══ Data for the task ══

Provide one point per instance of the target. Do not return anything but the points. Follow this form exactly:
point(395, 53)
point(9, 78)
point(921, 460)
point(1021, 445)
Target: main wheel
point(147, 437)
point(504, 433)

═══

**Task to complete**
Output the lines above verbatim, character for character, with no additions or changes.

**Final result**
Provide one point per instance of the target. Do not return anything but the points. Follow this form exactly:
point(395, 53)
point(9, 78)
point(921, 460)
point(1021, 445)
Target: main wheel
point(147, 437)
point(504, 433)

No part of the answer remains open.